Return every record below exactly; leave out the images.

Stored items:
:::::
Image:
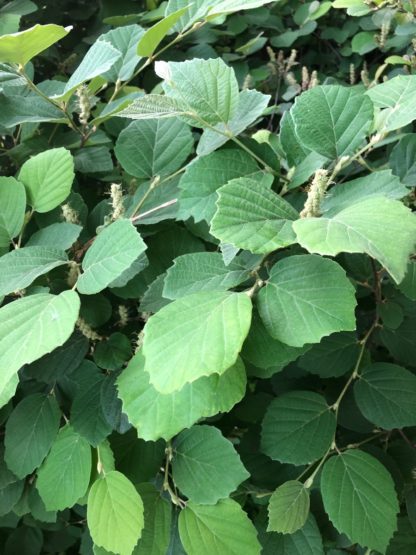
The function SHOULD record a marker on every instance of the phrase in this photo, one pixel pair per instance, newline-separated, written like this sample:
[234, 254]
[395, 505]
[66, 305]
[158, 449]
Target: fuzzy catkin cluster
[70, 215]
[116, 193]
[316, 194]
[87, 331]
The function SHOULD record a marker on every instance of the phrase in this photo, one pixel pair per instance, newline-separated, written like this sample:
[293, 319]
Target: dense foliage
[207, 277]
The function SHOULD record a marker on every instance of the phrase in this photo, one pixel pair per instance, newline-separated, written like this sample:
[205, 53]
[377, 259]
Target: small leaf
[221, 529]
[19, 48]
[87, 416]
[112, 253]
[208, 88]
[403, 159]
[157, 522]
[334, 356]
[124, 39]
[99, 59]
[386, 395]
[361, 228]
[359, 497]
[64, 476]
[205, 465]
[306, 298]
[154, 147]
[205, 175]
[162, 416]
[230, 6]
[332, 120]
[298, 428]
[12, 209]
[154, 36]
[19, 268]
[394, 97]
[307, 540]
[377, 184]
[288, 508]
[30, 432]
[202, 271]
[197, 335]
[251, 216]
[59, 235]
[267, 353]
[48, 178]
[32, 326]
[115, 513]
[251, 105]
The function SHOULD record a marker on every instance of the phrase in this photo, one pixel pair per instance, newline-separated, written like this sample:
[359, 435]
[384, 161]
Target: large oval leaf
[359, 497]
[306, 298]
[195, 336]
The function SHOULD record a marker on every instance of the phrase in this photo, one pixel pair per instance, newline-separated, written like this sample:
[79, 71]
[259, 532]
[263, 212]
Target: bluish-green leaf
[197, 335]
[205, 465]
[306, 298]
[360, 499]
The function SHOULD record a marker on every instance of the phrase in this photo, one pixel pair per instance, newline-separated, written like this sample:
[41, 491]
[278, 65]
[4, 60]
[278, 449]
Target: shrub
[207, 276]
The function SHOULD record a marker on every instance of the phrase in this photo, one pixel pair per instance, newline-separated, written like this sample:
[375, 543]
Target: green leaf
[202, 271]
[113, 352]
[154, 147]
[112, 253]
[361, 228]
[27, 109]
[99, 59]
[408, 285]
[251, 105]
[19, 268]
[251, 216]
[359, 497]
[205, 175]
[394, 97]
[32, 326]
[298, 428]
[94, 159]
[377, 184]
[154, 36]
[162, 416]
[48, 178]
[60, 236]
[221, 529]
[306, 541]
[288, 508]
[157, 522]
[296, 152]
[64, 476]
[208, 88]
[19, 48]
[154, 106]
[386, 395]
[332, 120]
[115, 513]
[124, 39]
[205, 465]
[12, 209]
[403, 159]
[267, 353]
[197, 335]
[30, 431]
[230, 6]
[334, 356]
[306, 298]
[87, 416]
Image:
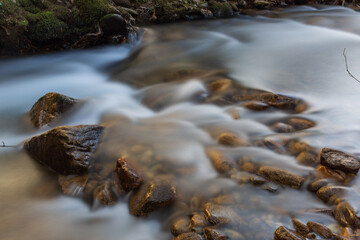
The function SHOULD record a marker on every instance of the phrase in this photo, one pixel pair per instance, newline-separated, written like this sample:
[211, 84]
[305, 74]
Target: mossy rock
[45, 27]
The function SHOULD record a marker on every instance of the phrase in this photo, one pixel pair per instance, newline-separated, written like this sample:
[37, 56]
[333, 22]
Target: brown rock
[105, 195]
[156, 194]
[283, 233]
[326, 192]
[49, 107]
[129, 176]
[231, 140]
[320, 229]
[280, 176]
[345, 214]
[218, 214]
[67, 149]
[188, 236]
[282, 128]
[300, 123]
[300, 227]
[180, 225]
[339, 160]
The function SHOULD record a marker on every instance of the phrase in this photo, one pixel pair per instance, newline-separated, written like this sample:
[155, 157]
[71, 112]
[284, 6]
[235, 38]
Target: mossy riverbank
[35, 26]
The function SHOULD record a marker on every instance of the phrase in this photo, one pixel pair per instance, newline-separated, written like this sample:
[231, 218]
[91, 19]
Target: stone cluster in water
[103, 174]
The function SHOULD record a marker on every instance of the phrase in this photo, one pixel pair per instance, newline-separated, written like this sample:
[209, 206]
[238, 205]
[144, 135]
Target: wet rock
[345, 214]
[214, 234]
[230, 139]
[180, 225]
[113, 24]
[283, 233]
[156, 194]
[300, 227]
[256, 106]
[317, 184]
[188, 236]
[66, 149]
[339, 160]
[320, 229]
[300, 123]
[218, 214]
[220, 162]
[49, 107]
[280, 176]
[326, 192]
[129, 176]
[105, 195]
[73, 185]
[282, 128]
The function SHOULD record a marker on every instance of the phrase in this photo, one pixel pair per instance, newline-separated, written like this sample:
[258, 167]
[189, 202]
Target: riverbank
[36, 26]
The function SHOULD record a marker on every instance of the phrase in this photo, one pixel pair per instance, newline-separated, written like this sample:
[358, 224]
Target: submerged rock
[151, 196]
[280, 176]
[66, 149]
[49, 107]
[339, 160]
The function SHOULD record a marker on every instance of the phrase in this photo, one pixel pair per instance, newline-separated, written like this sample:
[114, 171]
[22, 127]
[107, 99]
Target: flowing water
[154, 90]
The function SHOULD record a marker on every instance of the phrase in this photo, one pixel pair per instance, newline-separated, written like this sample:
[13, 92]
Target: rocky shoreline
[34, 26]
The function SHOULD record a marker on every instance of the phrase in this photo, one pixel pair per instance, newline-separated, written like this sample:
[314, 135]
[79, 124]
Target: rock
[129, 176]
[320, 229]
[156, 194]
[326, 192]
[49, 107]
[280, 176]
[105, 195]
[66, 149]
[339, 160]
[319, 183]
[218, 214]
[113, 24]
[300, 123]
[188, 236]
[256, 106]
[283, 233]
[300, 227]
[180, 225]
[345, 214]
[282, 128]
[231, 140]
[215, 234]
[220, 162]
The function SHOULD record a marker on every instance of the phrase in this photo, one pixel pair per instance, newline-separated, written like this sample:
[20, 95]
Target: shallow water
[297, 52]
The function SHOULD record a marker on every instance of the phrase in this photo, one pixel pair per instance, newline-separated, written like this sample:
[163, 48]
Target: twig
[347, 67]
:::::
WRITTEN ANSWER:
Image:
The function SHOULD record a marker on every instance of the phrase in this photo, one pixel pair per instance, newline-separated, written like this sample:
[234, 254]
[395, 505]
[66, 305]
[158, 449]
Target: fuzzy catkin cluster
[70, 215]
[116, 193]
[316, 194]
[87, 331]
The function SHOULD record a marker on every instance of the phrase in this photo, one pixel pair per instance, newline-separated, written like this sample:
[293, 319]
Target: dense foliage
[207, 277]
The function SHOULD record a marker on every instance of the phrase in this photo, one pixel pair per instance, newline-separated, written like this sample:
[205, 53]
[377, 259]
Target: small leaf
[221, 529]
[19, 48]
[87, 416]
[112, 253]
[208, 88]
[403, 159]
[157, 522]
[334, 356]
[124, 39]
[99, 59]
[386, 395]
[361, 228]
[359, 497]
[64, 476]
[205, 465]
[306, 298]
[154, 147]
[205, 175]
[162, 416]
[230, 6]
[332, 120]
[298, 428]
[12, 209]
[154, 36]
[19, 268]
[394, 97]
[307, 540]
[377, 184]
[288, 508]
[30, 432]
[202, 271]
[197, 335]
[251, 216]
[59, 235]
[267, 353]
[48, 178]
[32, 326]
[115, 513]
[251, 105]
The function SHOULD record a marker on every instance of the phrase in this photo, one pixel pair per instance, newline-separated, written like this sample:
[359, 435]
[384, 161]
Target: large oval leaf
[359, 497]
[306, 298]
[195, 336]
The function SHOULD record a marker on every instance of the phrase in this photo, one pixel pair per instance, newline-separated, written like this sample:
[79, 71]
[259, 532]
[263, 212]
Target: bluish-green leaf
[197, 335]
[205, 465]
[306, 298]
[360, 499]
The function SHOULD record a marker on every instance of the phrase in this photo, one pixel pair per instance, newline-separated, written like this sample:
[41, 491]
[278, 65]
[4, 60]
[278, 449]
Target: shrub
[207, 276]
The function SHOULD record a marker on every instance of the phrase in this photo, one pixel pair per instance, newline-separated, written like this sample:
[375, 543]
Target: green leaf
[202, 271]
[113, 352]
[154, 147]
[112, 253]
[361, 228]
[27, 109]
[99, 59]
[408, 285]
[251, 105]
[19, 268]
[251, 216]
[359, 497]
[205, 175]
[394, 97]
[32, 326]
[298, 428]
[94, 159]
[377, 184]
[154, 36]
[162, 416]
[48, 178]
[60, 236]
[221, 529]
[306, 541]
[288, 508]
[157, 522]
[296, 152]
[64, 476]
[208, 88]
[19, 48]
[154, 106]
[386, 395]
[332, 120]
[115, 513]
[124, 39]
[205, 465]
[12, 209]
[403, 159]
[267, 353]
[197, 335]
[30, 431]
[230, 6]
[334, 356]
[306, 298]
[87, 416]
Image:
The function SHOULD record a marker on every instance of the phrase in this photo, one pixel pair per instance, newline-separated, written like this sample:
[211, 84]
[305, 74]
Target: mossy rock
[45, 27]
The function SHOULD record a marker on every instance of the phrase in this photo, one pixel pair per instance, newline-separated, written like this sample:
[37, 56]
[333, 22]
Target: brown rock
[105, 195]
[156, 194]
[283, 233]
[326, 192]
[49, 107]
[129, 176]
[231, 140]
[320, 229]
[280, 176]
[345, 214]
[218, 214]
[67, 149]
[188, 236]
[282, 128]
[300, 123]
[300, 227]
[180, 225]
[339, 160]
The function SHOULD record a marker on every instance of the phrase in this photo, one pixel pair per instance, newline-separated, written like this sample:
[155, 157]
[71, 112]
[284, 6]
[235, 38]
Target: mossy riverbank
[35, 26]
The function SHOULD record a marker on every instance of the phrase in this photo, one pixel pair per instance, newline-separated, written like this sample:
[231, 218]
[91, 19]
Target: stone cluster in water
[103, 174]
The function SHOULD record a marker on every instance of the phrase in this photo, one pixel pair per instance, newline-separated, written like this sample:
[209, 206]
[238, 205]
[144, 135]
Target: wet rock
[345, 214]
[214, 234]
[230, 139]
[180, 225]
[113, 24]
[283, 233]
[156, 194]
[300, 227]
[256, 106]
[317, 184]
[188, 236]
[66, 149]
[339, 160]
[320, 229]
[300, 123]
[218, 214]
[220, 162]
[49, 107]
[280, 176]
[326, 192]
[129, 176]
[105, 195]
[73, 185]
[282, 128]
The function SHOULD record a marker on every instance of the phrase in this photo, one pixel pair per instance, newline-separated, written like this sample:
[258, 167]
[189, 202]
Target: riverbank
[36, 26]
The function SHOULD record a marker on every instance of the phrase in this photo, one pixel pair per instance, newline-separated, written like this sample:
[358, 224]
Target: submerged rock
[151, 196]
[280, 176]
[66, 149]
[49, 107]
[339, 160]
The function SHOULD record a marker on every instance of the phrase in this photo, one pixel pair per instance, newline-separated, written like this sample:
[114, 171]
[22, 127]
[107, 99]
Target: flowing water
[154, 90]
The function SHOULD record a marker on every instance of the phrase in this photo, one pixel pair per instance, newline-separated, written like this sample:
[13, 92]
Target: rocky shoreline
[34, 26]
The function SHOULD record a marker on every instance of the phrase in this photo, one pixel pair per instance, newline-separated, written like this sample:
[314, 135]
[79, 124]
Target: rock
[129, 176]
[320, 229]
[156, 194]
[326, 192]
[49, 107]
[280, 176]
[105, 195]
[66, 149]
[339, 160]
[319, 183]
[218, 214]
[113, 24]
[300, 123]
[188, 236]
[256, 106]
[283, 233]
[300, 227]
[180, 225]
[345, 214]
[282, 128]
[231, 140]
[215, 234]
[220, 162]
The function SHOULD record a marker on every instance of the phrase in this photo, one pixel pair per instance, newline-separated, written like this sample:
[20, 95]
Target: shallow water
[297, 52]
The function SHOULD record a marker on every instance of the phrase in this photo, one pixel pair per instance, newline-separated, written like this sample:
[163, 48]
Target: twig
[347, 67]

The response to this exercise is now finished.